Given exercise:
Edit the data below by changing "distant tree" to "far-off tree" throughout, keeping everything else the same. Leave the pictures out of your answer.

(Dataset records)
━━━━━━━━━━━━━━━━

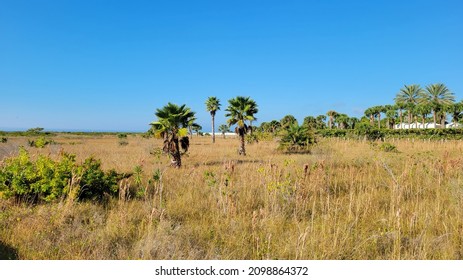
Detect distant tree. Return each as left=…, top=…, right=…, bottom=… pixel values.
left=188, top=116, right=202, bottom=138
left=280, top=115, right=297, bottom=129
left=365, top=107, right=376, bottom=126
left=279, top=123, right=315, bottom=153
left=414, top=103, right=432, bottom=128
left=421, top=84, right=455, bottom=127
left=326, top=110, right=338, bottom=129
left=225, top=96, right=257, bottom=156
left=219, top=124, right=230, bottom=139
left=206, top=96, right=221, bottom=143
left=348, top=117, right=360, bottom=129
left=151, top=102, right=195, bottom=168
left=269, top=120, right=281, bottom=134
left=334, top=114, right=349, bottom=129
left=395, top=101, right=406, bottom=124
left=447, top=101, right=463, bottom=124
left=395, top=85, right=423, bottom=123
left=317, top=115, right=326, bottom=129
left=302, top=116, right=318, bottom=129
left=386, top=105, right=397, bottom=129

━━━━━━━━━━━━━━━━

Output for this task:
Detect far-off tree. Return each as left=…, top=…, right=…, bottom=… pixel values.
left=188, top=116, right=202, bottom=138
left=280, top=115, right=297, bottom=129
left=365, top=107, right=376, bottom=126
left=279, top=123, right=315, bottom=153
left=414, top=103, right=432, bottom=128
left=421, top=84, right=455, bottom=127
left=326, top=110, right=338, bottom=129
left=225, top=96, right=257, bottom=156
left=219, top=124, right=230, bottom=139
left=206, top=96, right=221, bottom=143
left=348, top=117, right=360, bottom=129
left=151, top=102, right=195, bottom=168
left=269, top=120, right=281, bottom=134
left=334, top=114, right=349, bottom=129
left=395, top=101, right=406, bottom=124
left=447, top=101, right=463, bottom=124
left=395, top=85, right=423, bottom=123
left=317, top=115, right=326, bottom=129
left=302, top=116, right=318, bottom=129
left=386, top=105, right=397, bottom=129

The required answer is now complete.